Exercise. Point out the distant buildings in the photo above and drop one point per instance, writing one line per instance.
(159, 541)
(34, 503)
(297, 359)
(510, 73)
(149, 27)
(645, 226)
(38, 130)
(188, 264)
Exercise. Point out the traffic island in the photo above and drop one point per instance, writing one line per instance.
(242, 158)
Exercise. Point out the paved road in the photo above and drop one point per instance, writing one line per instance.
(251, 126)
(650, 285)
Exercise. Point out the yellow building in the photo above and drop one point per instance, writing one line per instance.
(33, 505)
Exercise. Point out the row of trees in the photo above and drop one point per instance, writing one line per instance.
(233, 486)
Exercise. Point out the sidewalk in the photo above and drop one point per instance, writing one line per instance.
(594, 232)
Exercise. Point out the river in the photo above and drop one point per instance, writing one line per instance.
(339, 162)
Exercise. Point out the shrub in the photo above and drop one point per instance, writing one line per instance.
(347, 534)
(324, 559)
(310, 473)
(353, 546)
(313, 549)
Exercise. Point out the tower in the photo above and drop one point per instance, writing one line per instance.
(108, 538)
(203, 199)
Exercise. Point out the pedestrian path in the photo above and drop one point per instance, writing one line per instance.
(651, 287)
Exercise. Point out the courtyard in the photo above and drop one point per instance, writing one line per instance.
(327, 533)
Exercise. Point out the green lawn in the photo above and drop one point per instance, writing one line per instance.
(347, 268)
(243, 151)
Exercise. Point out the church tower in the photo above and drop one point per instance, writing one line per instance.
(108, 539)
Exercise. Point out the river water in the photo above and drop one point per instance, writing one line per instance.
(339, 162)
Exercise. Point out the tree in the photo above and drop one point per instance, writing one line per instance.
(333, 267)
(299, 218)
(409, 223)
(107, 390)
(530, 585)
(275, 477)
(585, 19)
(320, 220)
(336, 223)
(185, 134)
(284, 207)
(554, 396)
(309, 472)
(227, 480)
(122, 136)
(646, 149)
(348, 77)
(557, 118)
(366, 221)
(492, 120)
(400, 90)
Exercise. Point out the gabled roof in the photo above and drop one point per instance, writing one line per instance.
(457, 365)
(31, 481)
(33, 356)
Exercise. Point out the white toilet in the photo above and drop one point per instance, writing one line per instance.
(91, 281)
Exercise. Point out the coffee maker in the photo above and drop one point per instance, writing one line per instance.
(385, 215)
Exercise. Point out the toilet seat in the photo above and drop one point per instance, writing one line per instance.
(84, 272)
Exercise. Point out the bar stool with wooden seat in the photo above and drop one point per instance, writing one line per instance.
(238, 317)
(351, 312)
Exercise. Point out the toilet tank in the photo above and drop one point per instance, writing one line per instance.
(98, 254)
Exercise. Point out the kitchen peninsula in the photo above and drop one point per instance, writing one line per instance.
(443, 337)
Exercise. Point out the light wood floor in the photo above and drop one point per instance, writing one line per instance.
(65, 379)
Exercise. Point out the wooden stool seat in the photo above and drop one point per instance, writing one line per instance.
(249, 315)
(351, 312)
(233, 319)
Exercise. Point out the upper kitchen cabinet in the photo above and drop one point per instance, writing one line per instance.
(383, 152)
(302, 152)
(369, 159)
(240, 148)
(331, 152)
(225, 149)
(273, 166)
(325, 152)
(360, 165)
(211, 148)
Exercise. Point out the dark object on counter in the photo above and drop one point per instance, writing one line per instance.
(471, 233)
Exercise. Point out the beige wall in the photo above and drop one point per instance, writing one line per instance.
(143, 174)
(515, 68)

Stated goal:
Write out unchanged every line of the listing above, from the line with "Exercise. Point out the bar" through the last line of the listing, with both of those lines included.

The solution:
Exercise. Point out the bar stool with wooden seat in the photo above and drop one point per instance, writing one line per instance.
(238, 317)
(351, 312)
Exercise. Point out the toilet tank in the photo above and drop one point per instance, writing one line per instance.
(98, 254)
Exercise. Point out the kitchen peninsula in the photo above and drop one point per instance, writing one line per instance.
(443, 337)
Exercise. Point out the light wood floor in the photo above and drop one point per instance, writing one line per instance.
(65, 379)
Exercise. Point out the wooden stool seat in the photo above and drop one point per instance, writing one line per instance.
(249, 315)
(351, 312)
(233, 319)
Exercise. Point out the upper kitchen cabinet in the photo above and drop one point per instance, writing one line per instance.
(383, 152)
(302, 152)
(369, 159)
(240, 148)
(331, 152)
(225, 149)
(273, 166)
(325, 152)
(360, 165)
(211, 148)
Exercise. Point out the dark object on counter in the photo above and drop one point per instance, writing one line per instance.
(471, 233)
Exercise. Point out the beige wall in the photo above and drop one point per instance, writing one line per instance.
(143, 174)
(515, 68)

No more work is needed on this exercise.